Copy the listing from the line that contains "Question. For every instance of the hanging frying" through the end of the listing, replacing "stainless steel" with "chrome" and leaving everything else unchanged.

━━━ Entries ━━━

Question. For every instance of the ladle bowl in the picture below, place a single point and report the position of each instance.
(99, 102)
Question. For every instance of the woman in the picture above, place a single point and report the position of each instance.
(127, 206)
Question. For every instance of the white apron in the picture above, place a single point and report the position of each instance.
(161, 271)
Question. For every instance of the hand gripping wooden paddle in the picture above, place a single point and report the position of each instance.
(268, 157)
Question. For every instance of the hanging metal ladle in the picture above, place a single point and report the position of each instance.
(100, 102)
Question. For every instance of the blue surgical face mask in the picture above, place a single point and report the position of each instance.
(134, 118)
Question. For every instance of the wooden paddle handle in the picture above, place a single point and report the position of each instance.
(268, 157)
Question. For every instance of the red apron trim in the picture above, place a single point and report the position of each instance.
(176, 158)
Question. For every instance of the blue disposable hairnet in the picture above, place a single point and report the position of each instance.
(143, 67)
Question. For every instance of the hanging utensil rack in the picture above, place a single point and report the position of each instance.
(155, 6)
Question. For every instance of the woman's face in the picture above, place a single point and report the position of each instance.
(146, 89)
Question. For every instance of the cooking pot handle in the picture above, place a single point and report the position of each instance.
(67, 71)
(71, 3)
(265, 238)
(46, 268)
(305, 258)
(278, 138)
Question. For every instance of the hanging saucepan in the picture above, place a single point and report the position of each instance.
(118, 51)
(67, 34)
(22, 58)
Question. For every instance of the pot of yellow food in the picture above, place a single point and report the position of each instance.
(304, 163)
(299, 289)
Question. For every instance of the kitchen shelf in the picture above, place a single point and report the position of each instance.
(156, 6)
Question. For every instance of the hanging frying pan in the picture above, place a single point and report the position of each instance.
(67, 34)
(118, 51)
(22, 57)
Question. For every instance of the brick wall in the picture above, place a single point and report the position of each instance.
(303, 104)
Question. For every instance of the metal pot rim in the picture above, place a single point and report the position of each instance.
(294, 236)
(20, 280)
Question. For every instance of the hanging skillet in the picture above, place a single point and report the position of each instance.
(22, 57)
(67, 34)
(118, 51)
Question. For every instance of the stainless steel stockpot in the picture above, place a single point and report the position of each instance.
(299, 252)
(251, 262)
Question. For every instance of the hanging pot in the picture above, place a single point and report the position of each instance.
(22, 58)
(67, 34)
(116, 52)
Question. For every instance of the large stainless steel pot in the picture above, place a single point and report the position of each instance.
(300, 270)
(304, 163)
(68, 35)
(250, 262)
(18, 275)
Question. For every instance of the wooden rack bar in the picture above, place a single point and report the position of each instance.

━━━

* _Answer for this exercise_:
Question. For every instance of the hanging frying pan in the picture above, place a single point and report the position of each instance.
(67, 34)
(118, 51)
(22, 57)
Question. For every instance of the brick wall in the picture above, place a single point and report the position of each instance.
(303, 104)
Question. For every instance of the metal pot rim in the picture above, place a single point and report the position of each instance.
(294, 236)
(20, 280)
Question. For every instance of the hanging skillet in the picture above, place a single point and report the position of each instance.
(22, 57)
(67, 34)
(118, 51)
Question. For every instance of the chrome stockpot in the picture above, place a single point and report the position of each instance.
(299, 252)
(251, 262)
Question. For every instance of the hanging pot in the picture above, place a single point and report the position of each instance.
(22, 58)
(67, 34)
(116, 52)
Question. For every instance of the large chrome pot in the picture above, place a single point and report the position of each instance.
(300, 270)
(304, 163)
(68, 35)
(250, 262)
(18, 275)
Question. For every instance of the wooden rack bar in the picture above, place a single point and report the position of each instance.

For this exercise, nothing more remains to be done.